### TEXT PROVIDED
[start]

International

Does history support China’s claim over Arunachal Pradesh?

Harendra Nath Bora

As per a recent news item, China destroyed thousands of world maps showing Arunachal Pradesh as part of India. The maps were published in China itself by a Chinese company. While such action of the Chinese government seem to be related to their agenda on claiming Arunachal Pradesh as China’s, the maps, however, reflect the prevailing mindset of the Chinese public in general, about the status of Arunachal Pradesh as a part of India only. Since a couple of years back, Beijing has been frequently claiming the entire Arunachal Pradesh as China’s although its bone of contention with India in the eastern sector, initially, was related to the Tawang tract only. Such newer claims of China are not confined to India only, but also include the other neighbouring countries, such as Japan, South Korea, Philippines, Vietnam, Malaysia and Taiwan etc.

As per a report, China has started raising such claims under influence of their newly grown sense on their perceived historical losses of territories comparing China’s present borders with that which had existed during the mighty Qing rulers’ period (1644-1912). The extent of the Chinese empire reached its zenith during this period which also included areas of the neighbouring countries. However, no areas of the present Arunachal Pradesh were ever a part of China under the Qing or any other rule. The present Chinese leadership being obsessed with their so-called “lost territories” have resorted to agenda, both overt and covert in their bid to recover the said “lost territories”. As a part of such hidden agenda, the Chinese are perhaps raising their claim over Arunachal Pradesh, unduly, giving the plea that Arunachal Pradesh is South Tibet and therefore, belonged to China.

[end]

### MATERIAL FOR THIS EXERCISE
[start]

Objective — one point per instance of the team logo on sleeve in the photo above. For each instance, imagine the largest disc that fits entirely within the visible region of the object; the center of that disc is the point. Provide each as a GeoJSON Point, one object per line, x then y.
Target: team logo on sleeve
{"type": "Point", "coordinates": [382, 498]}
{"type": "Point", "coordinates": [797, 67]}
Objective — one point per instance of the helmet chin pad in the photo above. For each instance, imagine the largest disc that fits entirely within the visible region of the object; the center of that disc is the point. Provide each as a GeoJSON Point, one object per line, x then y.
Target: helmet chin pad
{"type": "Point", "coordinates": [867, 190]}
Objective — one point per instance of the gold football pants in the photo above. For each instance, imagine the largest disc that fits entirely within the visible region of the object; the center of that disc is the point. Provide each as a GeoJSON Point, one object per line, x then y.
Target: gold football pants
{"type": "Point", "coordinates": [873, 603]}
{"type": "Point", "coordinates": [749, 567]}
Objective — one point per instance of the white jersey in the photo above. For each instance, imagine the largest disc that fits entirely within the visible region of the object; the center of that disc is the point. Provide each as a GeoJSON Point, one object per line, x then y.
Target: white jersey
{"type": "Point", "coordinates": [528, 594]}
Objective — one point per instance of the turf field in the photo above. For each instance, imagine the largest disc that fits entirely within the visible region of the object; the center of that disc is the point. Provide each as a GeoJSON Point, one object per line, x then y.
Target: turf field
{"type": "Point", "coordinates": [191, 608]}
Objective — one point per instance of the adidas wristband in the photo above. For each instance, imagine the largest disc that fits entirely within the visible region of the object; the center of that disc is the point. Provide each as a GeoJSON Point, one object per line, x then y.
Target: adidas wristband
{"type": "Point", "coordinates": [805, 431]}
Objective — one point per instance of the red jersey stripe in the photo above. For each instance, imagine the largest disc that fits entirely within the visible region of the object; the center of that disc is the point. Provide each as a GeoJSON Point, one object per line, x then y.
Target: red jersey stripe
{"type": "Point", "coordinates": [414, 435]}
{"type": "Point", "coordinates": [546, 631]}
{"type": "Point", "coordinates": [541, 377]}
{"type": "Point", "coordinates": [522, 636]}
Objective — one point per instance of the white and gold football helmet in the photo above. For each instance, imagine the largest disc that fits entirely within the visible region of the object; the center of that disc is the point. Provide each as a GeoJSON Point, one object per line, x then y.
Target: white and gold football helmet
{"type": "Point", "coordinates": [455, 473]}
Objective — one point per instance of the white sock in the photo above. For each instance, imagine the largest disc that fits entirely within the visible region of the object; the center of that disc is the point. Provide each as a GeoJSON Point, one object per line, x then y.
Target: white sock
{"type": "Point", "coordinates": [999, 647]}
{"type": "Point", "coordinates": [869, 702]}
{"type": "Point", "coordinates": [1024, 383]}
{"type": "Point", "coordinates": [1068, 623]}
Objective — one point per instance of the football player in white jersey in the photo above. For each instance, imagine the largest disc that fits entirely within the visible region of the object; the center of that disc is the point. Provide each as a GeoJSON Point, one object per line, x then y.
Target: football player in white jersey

[end]

### REQUIRED TASK A
In the article on China's claim over Arunachal Pradesh, what years are given for the Qing rulers' period?
### REQUIRED TASK B
List every line of the records that contains the word "logo".
The article and the records were drawn from separate sources.

### WRITTEN RESPONSE A
1644 to 1912.

### WRITTEN RESPONSE B
Objective — one point per instance of the team logo on sleeve in the photo above. For each instance, imagine the largest disc that fits entirely within the visible region of the object; the center of that disc is the point. Provide each as a GeoJSON Point, one object per line, x then y.
Target: team logo on sleeve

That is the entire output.